- [Extrait du document]

• • •

Parti de Liverpool... / Hans le marin / Le sel de la mer - Edouard Peisson
C’est affreux ! Je (ta d loi du cine, « squatter » chez dasola) perds la mémoire. Sur les trois romans d’Edouard Peisson (1896-1963) que je chronique aujourd’hui, j’étais persuadé qu’il y en avait un que je ne connaissais pas. En fait, ils étaient tous trois dans ma pochothèque depuis quatre décennies.
Hans le marin, Le livre de Poche N°257, 2e trim. 1964 (© Bernard Grasset, 1929), 180 pages
Parti de Liverpool..., Le livre de Poche N°855, 4e trim.1966 (© Bernard Grasset, 1932), 241 pages
Le sel de la mer, Le livre de Poche N°518-519, 3e trim. 1965 (© Bernard Grasset 1953, 1954, 1955), 499 pages
Je commence par celui qui peut avoir un intérêt sociologique, mais qui est davantage un "polar" qu'un "livre de métier". Dans Hans le marin, nous n’avons guère de navigation, plutôt une mésaventure portuaire. Hans Muller est un jeune (25 ans) marin américain, né à Hambourg, et qui a manifestement fait la guerre (le roman date de 1929). Dans quel camp ? On ne le saura pas. Ni exactement le pays où il a passé son enfance, en rêvant de bateaux. Quand l’Alabama sur lequel il navigue fait escale à Marseille, il descend à terre avec trois autres matelots, dans l’idée d’y passer la nuit (« petites femmes ? »). Il se réveille à l’hôpital, blessé d’un coup de couteau, dépouillé de ses dollars : il s’est fait « entôler » par une certaine Marcelle, qui l’a soûlé puis amené dans un guet-apens. Guéri, mais sans argent ni papiers, il va devoir apprendre à survivre en marge de la société. Dans cette Marseille de l’entre-deux guerre, avant même la grande crise économique, la vie est dure aux miséreux. À l’asile de nuit, il rencontre un « gueux » (La Bête), et se fait chiffonnier pour survivre, puis « guide » pour marins débarqués ou bourgeois souhaitant s’encanailler. Quand l’Alabama repasse à Marseille, six mois plus tard, il a l’occasion de revenir à bord (certains marins le connaissent). Mais la vengeance est un plat qui se mange froid…
J’ai relu en deux heures ce roman nerveux, tout en phrases courtes et en amères notations. Mon exemplaire est aussi vieux que moi. Il m’avait été offert en vue de mes 17 ans.

• • •

- [Données recueillies]
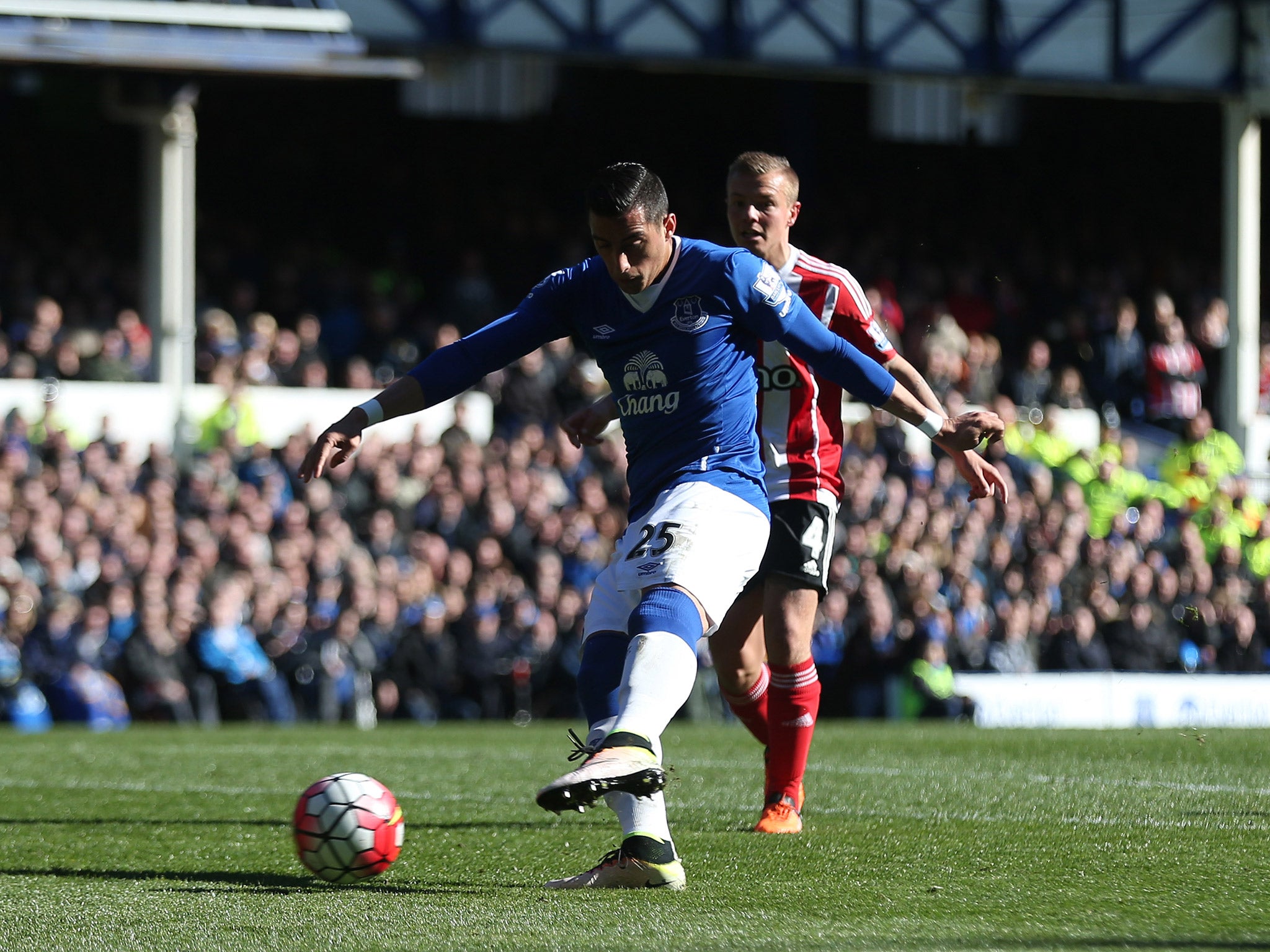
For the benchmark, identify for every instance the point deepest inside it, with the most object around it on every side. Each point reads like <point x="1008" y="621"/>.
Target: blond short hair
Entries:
<point x="763" y="164"/>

• • •

- [Consignes de travail]
a. Dans la chronique sur les romans d'Edouard Peisson, relevez chaque titre avec son nombre de pages dans l'édition du Livre de Poche.
b. Reprenez la chronique sur les romans d'Edouard Peisson à la suite de sa dernière phrase.

- [Problèmes résolus]
a.
- Hans le marin : 180 pages
- Parti de Liverpool... : 241 pages
- Le sel de la mer : 499 pages

b.
Aujourd'hui, une recherche sur internet pour savoir si des blogs ont pu en parler ramène l'exaspérant "Certains résultats peuvent avoir été supprimés conformément à la loi européenne sur la protection des données."
Partis de Liverpool…, je l’ai lu en plusieurs éditions différentes (sans jamais avoir l’occasion de les confronter l’une à l’autre). Chez mes grands-parents, d’abord (une édition plus vieille que moi, mais intégrale, je crois). En vieille « bibliothèque verte », à l’époque où j’en complétais la collection chaque année dans notre « maison de campagne » familiale ». Et mon propre exemplaire en Poche, acquis en …1979.
C’est de ce livre que je me souvenais le mieux.
Si les jours de semaine qui sont indiqués ont une signification (le livre commence lundi 11 mai 19…), nous sommes en 1903, 1908, 1914, 1925 ou peut-être même 1932 (année de parution).
Pour son voyage inaugural vers New York, l'Etoile-des-Mers a ordre de battre, "coûte que coûte", le record de la traversée (ce qui va l'amener à foncer à 28 noeuds dans la brume). Les conditions de cette "course" sont celles du début du XXe siècle : pas de radar, encore moins de GPS, mais une vitesse incommensurable par rapport à la marine à voile. Je me rappelle avoir vu récemment ce qui est maintenant un vieux film, Les marins de l’Orgueilleux (Henry Hathaway, 1949) : au XIXe siècle, un baleinier à voile entre en collision avec un iceberg dans la brume… et y survit. Ici, quand le roman d'Edouard Peisson est publié, nous sommes 20 ans après l'histoire tragique du Titanic.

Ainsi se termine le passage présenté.